-- DOCUMENT EXTRACT follows --
Going forward, hospitals that incorporate security principles into their designs will become more the norm as successful projects come to fruition and hospital executives become fully aware of the value of investing in security — now and in the long term.

“Hospital leadership is recognizing the value that security brings to a design project,” Sobcoviak says. “Labor is extremely expensive, and incorporating security and leveraging technology can drastically cut labor costs and the creep that happens if you need to add security staff.”

While integrating security into every facet of the building is no easy task, the alternative can be expensive. If a security incident occurs, a hospital may face liability, suffer damage to its reputation and end up spending millions to correct security flaws. 

“We will always be judged in terms of ‘Did you do everything possible to stop a crime or security incident?’”, Yaross says. “And incidents don’t always tie back to design. They include operational procedures and technology as well. Those components must be aligned from the beginning to truly secure a facility and its grounds.”

And focusing on security from the beginning offers the opportunity to learn from past errors, says Brown, who is part of a team working on incorporating IAHSS guidelines into the design of the massive, $2 billion St. Paul’s Hospital at the Jim Pattison Medical Centre in British Columbia.
-- DOCUMENT EXTRACT concluded --
-- PROVIDED INFORMATION follows --
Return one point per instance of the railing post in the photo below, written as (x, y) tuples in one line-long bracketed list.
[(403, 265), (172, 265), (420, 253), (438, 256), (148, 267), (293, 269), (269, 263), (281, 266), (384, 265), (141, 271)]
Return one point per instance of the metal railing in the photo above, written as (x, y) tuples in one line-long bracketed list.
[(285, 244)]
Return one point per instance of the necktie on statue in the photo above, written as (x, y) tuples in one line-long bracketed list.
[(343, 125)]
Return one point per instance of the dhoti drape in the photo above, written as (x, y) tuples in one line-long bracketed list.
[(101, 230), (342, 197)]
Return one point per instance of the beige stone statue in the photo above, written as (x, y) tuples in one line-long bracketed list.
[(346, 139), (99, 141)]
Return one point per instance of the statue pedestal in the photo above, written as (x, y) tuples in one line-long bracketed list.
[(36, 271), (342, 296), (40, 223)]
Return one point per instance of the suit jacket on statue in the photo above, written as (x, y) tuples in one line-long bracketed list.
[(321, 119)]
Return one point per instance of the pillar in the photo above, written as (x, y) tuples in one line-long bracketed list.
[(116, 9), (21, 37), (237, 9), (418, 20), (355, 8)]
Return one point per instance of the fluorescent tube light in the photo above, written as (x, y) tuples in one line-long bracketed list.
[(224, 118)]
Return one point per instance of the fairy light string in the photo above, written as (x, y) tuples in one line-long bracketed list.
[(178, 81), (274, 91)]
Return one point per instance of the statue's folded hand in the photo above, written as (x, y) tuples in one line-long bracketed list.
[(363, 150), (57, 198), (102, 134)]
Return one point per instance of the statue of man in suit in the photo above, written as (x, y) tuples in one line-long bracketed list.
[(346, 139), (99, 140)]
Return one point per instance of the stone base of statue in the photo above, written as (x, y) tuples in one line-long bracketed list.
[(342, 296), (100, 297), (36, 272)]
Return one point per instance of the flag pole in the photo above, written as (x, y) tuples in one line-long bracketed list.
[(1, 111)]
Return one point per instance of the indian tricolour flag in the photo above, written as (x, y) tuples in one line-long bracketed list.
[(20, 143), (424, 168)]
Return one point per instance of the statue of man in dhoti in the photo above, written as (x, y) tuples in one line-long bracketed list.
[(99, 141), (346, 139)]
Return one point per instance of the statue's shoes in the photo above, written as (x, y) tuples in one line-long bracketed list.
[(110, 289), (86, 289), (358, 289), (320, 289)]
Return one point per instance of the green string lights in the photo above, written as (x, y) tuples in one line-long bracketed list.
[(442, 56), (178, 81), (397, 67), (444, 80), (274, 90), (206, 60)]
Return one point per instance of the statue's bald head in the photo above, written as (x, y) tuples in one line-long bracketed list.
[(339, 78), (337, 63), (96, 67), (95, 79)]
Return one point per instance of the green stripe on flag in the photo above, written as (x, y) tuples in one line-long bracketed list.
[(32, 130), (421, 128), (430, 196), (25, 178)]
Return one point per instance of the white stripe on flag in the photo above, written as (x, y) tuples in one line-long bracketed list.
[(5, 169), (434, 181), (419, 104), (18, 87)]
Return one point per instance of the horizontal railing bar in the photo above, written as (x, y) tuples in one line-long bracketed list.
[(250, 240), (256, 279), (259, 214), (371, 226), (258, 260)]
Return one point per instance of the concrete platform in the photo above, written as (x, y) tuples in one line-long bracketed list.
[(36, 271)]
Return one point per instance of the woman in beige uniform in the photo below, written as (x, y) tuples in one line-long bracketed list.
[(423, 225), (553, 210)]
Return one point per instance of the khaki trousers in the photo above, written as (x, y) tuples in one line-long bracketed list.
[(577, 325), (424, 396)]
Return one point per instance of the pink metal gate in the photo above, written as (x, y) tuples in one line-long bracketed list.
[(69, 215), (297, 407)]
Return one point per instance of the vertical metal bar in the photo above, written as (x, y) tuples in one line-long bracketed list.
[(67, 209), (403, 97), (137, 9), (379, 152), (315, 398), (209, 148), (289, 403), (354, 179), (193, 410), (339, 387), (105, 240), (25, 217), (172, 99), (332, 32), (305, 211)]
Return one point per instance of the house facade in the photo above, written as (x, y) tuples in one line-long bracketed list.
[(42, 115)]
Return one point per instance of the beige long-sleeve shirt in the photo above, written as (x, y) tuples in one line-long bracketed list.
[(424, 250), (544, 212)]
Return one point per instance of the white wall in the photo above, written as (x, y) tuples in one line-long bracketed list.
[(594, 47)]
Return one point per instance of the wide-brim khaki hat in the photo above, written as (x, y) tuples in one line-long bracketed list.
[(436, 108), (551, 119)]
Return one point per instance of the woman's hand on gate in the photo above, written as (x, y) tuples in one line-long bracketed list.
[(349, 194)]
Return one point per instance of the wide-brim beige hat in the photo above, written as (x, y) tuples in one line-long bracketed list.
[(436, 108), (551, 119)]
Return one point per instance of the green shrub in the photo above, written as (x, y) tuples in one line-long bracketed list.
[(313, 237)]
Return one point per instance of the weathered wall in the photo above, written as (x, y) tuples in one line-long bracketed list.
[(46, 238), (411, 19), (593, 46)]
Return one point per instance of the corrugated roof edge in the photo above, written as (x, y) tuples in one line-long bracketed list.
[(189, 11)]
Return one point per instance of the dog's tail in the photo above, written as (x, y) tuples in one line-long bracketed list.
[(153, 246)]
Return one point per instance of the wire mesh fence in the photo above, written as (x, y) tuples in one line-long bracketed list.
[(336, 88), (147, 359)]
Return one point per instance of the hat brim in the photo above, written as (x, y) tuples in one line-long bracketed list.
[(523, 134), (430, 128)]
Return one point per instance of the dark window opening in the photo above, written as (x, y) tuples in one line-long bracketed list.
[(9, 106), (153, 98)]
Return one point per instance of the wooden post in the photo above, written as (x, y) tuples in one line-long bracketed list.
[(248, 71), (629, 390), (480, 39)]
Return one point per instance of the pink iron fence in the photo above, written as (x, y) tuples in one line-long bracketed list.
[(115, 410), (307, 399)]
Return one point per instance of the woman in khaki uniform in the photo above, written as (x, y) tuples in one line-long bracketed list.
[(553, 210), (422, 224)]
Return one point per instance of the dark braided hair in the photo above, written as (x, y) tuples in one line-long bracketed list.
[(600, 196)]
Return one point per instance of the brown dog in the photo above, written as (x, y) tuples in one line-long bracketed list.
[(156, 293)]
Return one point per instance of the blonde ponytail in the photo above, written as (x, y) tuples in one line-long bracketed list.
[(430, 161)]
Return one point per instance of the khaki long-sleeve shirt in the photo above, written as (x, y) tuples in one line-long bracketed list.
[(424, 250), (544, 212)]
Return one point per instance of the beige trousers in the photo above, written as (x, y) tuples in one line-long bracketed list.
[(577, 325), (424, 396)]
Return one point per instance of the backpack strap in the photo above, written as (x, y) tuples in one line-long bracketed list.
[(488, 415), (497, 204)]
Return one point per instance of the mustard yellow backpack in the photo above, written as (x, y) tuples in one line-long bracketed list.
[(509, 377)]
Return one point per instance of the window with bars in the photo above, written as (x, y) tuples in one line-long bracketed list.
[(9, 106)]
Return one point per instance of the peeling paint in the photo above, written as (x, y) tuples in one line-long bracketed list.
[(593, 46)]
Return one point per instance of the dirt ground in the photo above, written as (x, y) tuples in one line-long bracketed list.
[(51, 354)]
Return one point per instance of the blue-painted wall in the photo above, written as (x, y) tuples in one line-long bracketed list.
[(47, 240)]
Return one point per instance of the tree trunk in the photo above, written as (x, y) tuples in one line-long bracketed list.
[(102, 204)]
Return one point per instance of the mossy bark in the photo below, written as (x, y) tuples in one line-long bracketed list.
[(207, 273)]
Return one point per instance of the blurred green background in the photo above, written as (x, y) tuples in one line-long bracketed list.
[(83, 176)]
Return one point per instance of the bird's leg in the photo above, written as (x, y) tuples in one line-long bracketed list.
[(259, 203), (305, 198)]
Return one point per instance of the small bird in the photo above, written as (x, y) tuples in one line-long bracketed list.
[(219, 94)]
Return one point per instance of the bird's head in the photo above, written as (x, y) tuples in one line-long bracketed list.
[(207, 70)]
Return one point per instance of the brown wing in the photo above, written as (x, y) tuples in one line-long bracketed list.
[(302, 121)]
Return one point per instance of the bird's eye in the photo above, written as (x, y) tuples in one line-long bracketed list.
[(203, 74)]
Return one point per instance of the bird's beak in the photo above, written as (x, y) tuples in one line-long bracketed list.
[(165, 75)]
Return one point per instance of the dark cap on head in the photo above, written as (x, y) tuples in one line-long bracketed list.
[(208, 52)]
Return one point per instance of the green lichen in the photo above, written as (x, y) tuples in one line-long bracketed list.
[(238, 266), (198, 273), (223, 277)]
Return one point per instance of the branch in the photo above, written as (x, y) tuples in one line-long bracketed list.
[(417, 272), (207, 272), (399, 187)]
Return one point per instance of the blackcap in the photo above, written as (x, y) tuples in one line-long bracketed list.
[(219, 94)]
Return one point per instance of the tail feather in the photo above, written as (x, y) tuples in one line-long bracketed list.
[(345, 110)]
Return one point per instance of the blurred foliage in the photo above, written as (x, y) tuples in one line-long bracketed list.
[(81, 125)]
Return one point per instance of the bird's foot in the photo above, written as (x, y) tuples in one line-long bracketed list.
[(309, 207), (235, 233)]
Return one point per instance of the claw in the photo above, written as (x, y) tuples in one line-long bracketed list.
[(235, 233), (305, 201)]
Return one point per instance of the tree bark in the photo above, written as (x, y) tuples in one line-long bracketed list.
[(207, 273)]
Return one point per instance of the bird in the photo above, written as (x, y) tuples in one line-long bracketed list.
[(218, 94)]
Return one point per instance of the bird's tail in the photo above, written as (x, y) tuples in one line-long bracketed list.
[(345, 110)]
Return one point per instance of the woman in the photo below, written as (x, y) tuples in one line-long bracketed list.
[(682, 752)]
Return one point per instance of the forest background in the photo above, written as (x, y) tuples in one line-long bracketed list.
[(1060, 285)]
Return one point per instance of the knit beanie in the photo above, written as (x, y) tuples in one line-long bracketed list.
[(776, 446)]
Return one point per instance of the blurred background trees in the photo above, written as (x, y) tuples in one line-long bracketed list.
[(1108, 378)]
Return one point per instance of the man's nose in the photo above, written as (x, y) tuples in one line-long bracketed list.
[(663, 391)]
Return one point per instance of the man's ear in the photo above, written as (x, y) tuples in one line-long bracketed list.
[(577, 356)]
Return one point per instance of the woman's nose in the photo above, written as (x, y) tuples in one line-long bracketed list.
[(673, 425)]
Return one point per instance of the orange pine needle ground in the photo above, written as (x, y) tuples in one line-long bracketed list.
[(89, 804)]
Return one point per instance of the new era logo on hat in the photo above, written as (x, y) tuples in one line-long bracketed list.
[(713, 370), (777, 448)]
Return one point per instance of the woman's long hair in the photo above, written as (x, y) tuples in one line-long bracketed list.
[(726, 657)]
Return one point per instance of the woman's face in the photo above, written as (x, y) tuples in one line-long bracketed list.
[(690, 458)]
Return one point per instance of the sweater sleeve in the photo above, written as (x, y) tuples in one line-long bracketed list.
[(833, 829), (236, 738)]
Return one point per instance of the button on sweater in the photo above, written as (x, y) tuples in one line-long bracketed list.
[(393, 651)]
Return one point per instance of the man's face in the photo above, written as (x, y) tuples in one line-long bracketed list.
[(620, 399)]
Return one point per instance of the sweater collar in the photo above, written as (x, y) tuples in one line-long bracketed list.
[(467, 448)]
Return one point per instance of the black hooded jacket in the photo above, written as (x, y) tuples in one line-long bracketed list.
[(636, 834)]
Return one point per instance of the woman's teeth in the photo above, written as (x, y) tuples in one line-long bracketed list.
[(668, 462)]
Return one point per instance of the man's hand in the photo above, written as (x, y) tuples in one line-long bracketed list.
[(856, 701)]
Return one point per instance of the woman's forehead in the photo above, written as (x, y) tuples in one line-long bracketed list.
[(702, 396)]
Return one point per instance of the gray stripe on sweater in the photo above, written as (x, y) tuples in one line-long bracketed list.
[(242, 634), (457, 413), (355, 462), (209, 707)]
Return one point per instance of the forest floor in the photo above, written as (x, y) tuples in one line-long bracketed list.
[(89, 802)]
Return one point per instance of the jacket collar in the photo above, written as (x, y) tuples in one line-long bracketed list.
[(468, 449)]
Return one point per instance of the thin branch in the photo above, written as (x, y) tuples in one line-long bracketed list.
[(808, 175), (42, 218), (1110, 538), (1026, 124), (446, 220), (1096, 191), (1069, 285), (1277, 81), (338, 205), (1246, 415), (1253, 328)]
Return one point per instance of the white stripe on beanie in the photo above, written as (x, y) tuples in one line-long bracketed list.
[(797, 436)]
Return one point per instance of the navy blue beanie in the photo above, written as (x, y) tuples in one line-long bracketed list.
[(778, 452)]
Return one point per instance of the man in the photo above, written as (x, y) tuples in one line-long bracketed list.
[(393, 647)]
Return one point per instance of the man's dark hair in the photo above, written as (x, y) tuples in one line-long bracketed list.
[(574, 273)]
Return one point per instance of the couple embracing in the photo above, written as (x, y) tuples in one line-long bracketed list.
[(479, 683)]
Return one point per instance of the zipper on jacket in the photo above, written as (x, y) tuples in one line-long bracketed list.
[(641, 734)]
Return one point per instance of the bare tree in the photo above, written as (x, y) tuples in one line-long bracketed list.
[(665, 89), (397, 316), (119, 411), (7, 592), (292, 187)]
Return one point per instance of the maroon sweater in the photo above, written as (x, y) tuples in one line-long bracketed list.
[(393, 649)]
-- PROVIDED INFORMATION concluded --
AIM OF THE TASK: Continue the article on building security into hospital design, starting right after its last sentence.

TASK OUTPUT:
“This is an all-new facility on a new piece of land, which doesn’t happen that often,” Brown says. “We are going to take everything we learned in developing previous buildings and put it into this health care facility.” 


ASHE’s role in updating guidelines

When designing health care facilities for security, the codes, standards and regulations that govern the design and installation of hospital systems can literally be a matter of life or death.

That’s why the input of the American Society for Health Care Engineering (ASHE) was critical in updating the latest edition of the International Association for Healthcare Security and Safety (IAHSS) Security Design Guidelines for Healthcare Facilities

Chad Beebe, AIA, CHFM, CFPS, CBO, FASHE, deputy executive director of ASHE, worked closely with members of the IAHSS Security Design Guidelines for Healthcare Facilities task force to ensure adherence to an increasingly complex maze of regulations and provide a safer, more efficient building design.

“Chad provided a great depth of knowledge, background and expertise on regulatory requirements, guidelines from other professional organizations, and ASHE constituency perspective,” says Thomas A. Smith, CHPA, CPP, president and principal consultant at Healthcare Security Consultants Inc., Chapel Hill, N.C., and former IAHSS president, who chaired the 2020 IAHSS design guidelines task force.

“We went through the entire document as a group and provided commentary everywhere needed,” Beebe says. “The IAHSS team was very accommodating, and we learned a lot from each other.”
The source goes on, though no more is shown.